Could you output every one of the rows below verbatim, without changing or leaving out anything?

SOURCE DATA:
******************************

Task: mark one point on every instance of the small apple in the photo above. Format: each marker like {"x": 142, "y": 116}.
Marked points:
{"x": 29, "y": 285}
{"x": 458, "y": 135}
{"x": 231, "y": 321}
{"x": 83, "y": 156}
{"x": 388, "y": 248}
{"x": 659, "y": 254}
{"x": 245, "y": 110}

******************************

FINISHED TASK:
Task: mark one point on every instance of the small apple in the photo above. Format: each marker like {"x": 142, "y": 116}.
Marked points:
{"x": 29, "y": 285}
{"x": 458, "y": 135}
{"x": 231, "y": 321}
{"x": 83, "y": 156}
{"x": 388, "y": 248}
{"x": 659, "y": 254}
{"x": 245, "y": 110}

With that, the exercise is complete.